* [The problem]
Reproduce verbatim the part of the listing below that opens with the line containing "One pin marks each instance of the boy's raised" and closes with the line containing "x=349 y=267", both of those lines included.

Entries from a pointing dataset:
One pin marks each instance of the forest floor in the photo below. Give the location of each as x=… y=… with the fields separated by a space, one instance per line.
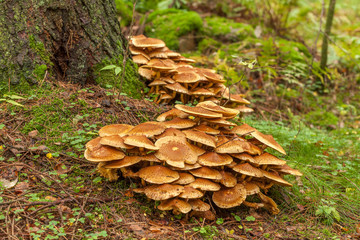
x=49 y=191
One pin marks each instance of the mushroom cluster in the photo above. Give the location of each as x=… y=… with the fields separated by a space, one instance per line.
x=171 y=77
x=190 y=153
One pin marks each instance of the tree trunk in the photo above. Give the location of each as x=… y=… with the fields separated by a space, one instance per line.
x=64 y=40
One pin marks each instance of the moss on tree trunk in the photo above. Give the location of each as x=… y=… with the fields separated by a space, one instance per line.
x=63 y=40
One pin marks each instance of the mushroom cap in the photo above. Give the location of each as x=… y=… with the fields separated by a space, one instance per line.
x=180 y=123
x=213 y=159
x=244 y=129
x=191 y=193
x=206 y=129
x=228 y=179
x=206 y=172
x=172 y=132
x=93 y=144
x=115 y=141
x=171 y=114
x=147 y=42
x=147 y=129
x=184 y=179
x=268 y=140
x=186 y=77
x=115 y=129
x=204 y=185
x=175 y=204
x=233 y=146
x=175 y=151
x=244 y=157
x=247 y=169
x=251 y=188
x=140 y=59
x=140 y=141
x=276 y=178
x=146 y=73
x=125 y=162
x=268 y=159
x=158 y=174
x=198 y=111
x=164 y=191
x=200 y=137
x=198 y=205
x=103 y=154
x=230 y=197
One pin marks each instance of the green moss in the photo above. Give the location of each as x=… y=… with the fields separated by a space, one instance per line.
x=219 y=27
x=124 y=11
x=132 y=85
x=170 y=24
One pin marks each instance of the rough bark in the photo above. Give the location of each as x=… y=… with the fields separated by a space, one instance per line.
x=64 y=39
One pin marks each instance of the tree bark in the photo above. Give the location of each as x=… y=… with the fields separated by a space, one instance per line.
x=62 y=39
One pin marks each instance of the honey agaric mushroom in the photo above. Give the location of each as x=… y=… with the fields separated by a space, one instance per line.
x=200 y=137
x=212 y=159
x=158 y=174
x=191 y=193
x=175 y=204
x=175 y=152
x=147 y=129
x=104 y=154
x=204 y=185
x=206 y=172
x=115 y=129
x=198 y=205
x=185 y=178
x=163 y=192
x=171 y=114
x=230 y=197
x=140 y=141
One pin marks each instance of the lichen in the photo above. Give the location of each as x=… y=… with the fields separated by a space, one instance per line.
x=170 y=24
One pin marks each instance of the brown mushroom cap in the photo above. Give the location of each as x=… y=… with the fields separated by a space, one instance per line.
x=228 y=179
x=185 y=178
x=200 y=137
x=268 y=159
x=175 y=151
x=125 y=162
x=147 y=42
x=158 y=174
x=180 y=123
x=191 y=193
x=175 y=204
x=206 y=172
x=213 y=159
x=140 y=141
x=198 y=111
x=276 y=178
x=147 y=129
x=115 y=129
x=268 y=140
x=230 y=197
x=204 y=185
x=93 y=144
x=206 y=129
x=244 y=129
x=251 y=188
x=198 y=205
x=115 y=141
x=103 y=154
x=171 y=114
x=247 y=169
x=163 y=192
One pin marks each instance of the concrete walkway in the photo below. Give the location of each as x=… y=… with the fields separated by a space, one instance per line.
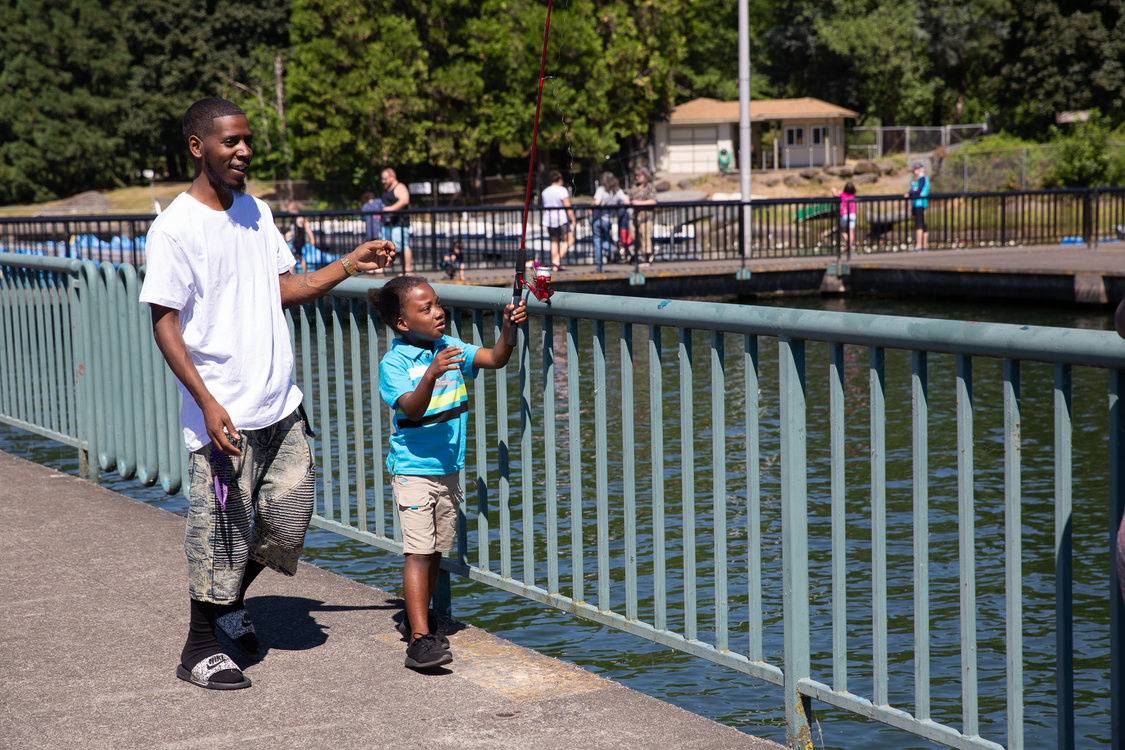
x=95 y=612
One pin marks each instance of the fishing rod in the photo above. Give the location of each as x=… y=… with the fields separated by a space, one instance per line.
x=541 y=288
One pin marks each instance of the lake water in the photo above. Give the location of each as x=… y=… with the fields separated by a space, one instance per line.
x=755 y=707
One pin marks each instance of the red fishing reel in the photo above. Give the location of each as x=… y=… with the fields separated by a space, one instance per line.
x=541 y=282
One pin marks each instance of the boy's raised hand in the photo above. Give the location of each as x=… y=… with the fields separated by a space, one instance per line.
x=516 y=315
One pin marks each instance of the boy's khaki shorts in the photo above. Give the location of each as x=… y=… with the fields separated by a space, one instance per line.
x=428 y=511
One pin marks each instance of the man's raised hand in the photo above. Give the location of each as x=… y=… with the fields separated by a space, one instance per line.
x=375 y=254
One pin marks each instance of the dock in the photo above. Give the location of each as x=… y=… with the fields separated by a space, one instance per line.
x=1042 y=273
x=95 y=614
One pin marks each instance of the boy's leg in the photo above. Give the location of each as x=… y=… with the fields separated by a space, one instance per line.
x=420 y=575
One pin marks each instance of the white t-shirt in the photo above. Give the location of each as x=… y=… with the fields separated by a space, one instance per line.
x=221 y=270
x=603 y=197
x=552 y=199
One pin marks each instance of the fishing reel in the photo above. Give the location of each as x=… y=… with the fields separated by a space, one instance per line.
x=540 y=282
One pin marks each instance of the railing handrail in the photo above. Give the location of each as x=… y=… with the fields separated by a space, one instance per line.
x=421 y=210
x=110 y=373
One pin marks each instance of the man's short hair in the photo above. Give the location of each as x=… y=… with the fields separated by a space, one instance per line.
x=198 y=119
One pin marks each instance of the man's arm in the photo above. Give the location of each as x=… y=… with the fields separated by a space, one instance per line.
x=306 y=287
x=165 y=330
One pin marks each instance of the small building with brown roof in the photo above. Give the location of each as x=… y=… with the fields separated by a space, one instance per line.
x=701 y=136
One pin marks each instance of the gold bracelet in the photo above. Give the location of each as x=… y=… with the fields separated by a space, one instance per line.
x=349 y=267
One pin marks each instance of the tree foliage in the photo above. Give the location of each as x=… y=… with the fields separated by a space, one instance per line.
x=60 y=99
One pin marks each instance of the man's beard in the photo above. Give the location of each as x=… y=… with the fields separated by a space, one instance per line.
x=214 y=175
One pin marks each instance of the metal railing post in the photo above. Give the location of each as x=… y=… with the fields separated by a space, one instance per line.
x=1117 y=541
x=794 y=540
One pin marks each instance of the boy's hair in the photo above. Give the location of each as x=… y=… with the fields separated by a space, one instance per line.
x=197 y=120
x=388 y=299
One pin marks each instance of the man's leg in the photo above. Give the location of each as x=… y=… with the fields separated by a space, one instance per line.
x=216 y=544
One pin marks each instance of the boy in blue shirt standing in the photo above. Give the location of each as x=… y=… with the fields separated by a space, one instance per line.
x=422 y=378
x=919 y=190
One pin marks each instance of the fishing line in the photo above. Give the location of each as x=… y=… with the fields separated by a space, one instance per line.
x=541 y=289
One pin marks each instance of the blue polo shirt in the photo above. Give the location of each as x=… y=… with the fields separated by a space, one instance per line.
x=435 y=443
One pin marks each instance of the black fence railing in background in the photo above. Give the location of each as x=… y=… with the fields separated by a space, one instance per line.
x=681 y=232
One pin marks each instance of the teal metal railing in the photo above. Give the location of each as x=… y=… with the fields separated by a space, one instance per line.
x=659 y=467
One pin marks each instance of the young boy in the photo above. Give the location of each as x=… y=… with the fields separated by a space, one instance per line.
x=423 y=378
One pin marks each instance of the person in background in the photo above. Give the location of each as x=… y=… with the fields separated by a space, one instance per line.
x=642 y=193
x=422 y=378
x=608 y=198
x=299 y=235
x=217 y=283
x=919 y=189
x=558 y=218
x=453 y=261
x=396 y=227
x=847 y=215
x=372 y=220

* * *

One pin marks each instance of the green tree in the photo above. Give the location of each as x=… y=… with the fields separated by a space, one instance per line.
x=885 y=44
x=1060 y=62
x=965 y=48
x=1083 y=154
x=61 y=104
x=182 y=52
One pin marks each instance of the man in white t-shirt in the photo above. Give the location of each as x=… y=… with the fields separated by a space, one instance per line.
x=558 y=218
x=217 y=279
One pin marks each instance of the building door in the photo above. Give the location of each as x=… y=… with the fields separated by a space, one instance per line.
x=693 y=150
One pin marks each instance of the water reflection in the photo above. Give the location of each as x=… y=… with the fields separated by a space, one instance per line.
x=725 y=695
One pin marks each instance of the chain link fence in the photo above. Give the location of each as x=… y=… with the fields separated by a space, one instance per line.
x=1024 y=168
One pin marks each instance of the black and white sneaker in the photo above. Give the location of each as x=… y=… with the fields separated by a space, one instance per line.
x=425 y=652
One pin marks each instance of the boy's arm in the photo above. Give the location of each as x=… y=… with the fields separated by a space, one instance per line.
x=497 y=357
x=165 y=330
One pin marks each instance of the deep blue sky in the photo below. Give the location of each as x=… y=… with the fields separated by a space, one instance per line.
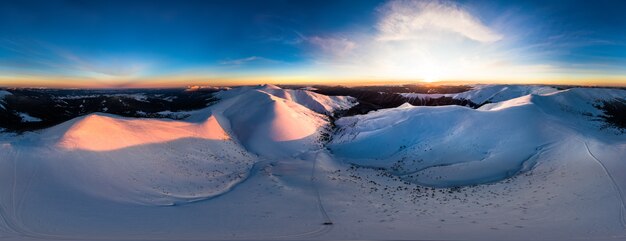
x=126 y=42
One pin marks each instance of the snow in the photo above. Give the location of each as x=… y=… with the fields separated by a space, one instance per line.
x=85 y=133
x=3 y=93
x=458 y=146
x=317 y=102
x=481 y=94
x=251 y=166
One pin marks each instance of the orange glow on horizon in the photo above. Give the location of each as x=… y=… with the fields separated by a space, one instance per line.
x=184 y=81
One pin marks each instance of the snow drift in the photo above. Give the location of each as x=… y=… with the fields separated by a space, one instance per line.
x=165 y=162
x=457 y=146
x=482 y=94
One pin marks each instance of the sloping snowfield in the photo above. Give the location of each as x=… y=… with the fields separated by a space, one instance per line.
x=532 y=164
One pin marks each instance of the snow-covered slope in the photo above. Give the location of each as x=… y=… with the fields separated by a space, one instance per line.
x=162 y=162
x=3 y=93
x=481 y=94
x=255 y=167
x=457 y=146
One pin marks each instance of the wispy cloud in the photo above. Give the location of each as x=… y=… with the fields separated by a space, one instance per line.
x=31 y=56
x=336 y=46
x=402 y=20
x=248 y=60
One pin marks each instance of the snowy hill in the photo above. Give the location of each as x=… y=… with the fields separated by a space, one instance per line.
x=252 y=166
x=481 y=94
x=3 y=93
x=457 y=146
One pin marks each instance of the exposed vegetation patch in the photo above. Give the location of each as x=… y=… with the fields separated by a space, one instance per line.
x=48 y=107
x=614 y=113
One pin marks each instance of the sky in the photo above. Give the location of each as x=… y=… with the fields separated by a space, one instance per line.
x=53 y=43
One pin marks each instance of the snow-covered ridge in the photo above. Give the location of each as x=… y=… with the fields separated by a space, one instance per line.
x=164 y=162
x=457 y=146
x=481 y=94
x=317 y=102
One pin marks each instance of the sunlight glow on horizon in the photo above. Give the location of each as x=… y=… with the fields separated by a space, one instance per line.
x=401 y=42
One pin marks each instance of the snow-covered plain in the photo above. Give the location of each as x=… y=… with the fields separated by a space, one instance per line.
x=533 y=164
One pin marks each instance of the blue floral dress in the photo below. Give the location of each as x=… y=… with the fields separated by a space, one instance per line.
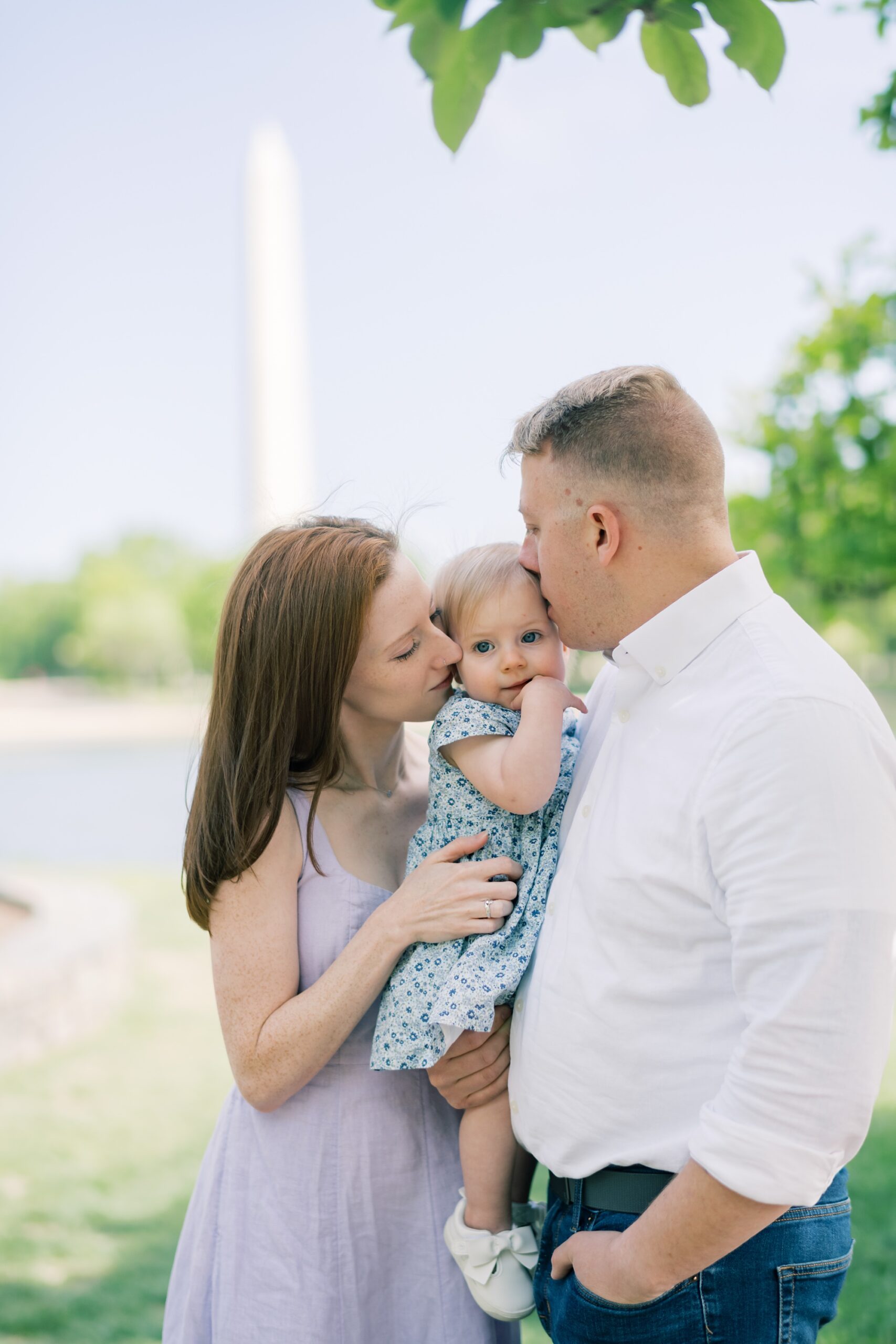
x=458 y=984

* [Final result]
One pin marks each instance of the boy's raised hand in the photo above. Give the location of each as x=… y=… with the fields separated by a space, one instance per line.
x=516 y=315
One pin marks each instance of the boy's khaki shorts in the photo above. Give the location of each as x=… y=… with the fields separated by a space, one instance per line.
x=428 y=511
One pin marks each instance of the man's raised hand in the photo above. Give the location of each as x=… y=… with the fields separated by a space, one instance per line.
x=375 y=254
One pin marks each instance of the dock in the photo above. Give the location of each as x=… y=… with the fields separated by a space, one instance per line.
x=1042 y=273
x=95 y=614
One pin marks each instance of the boy's leg in the photo above. Give the location of each as x=… y=… with the fields separated by a space, one instance per line.
x=420 y=575
One pin marks each instance of the white t-shirt in the photo above. Give the location of each as x=… y=… with the fields separated by a space, one instance per line.
x=221 y=270
x=603 y=197
x=552 y=199
One pin marks each instance of the fishing reel in the photo above. Give the location of each as x=… y=… with the fields separated by a space, one instance per line.
x=540 y=282
One pin marks each instance of the railing handrail in the photo above. Give the location of each as x=… y=… with the fields separated by a space, one instance per line.
x=421 y=210
x=110 y=373
One pin marks each instance of the man's short hair in the photo above. Give the location of each as x=… y=… with the fields separated by a space, one instance per line.
x=198 y=119
One pin marks each instance of the man's arm in the photo above. Give the location of each as x=… y=… with the fields separated by a space, one instance per line.
x=306 y=287
x=165 y=330
One pin marks each instance of the small building with brown roof in the photo above. Give the location of each as x=… y=… with the fields separated by a space, one instance per line.
x=701 y=136
One pin marks each instance of the gold bracelet in the photo above. Give the location of each as x=… y=… with the fields separated by a space, one instance per line.
x=349 y=267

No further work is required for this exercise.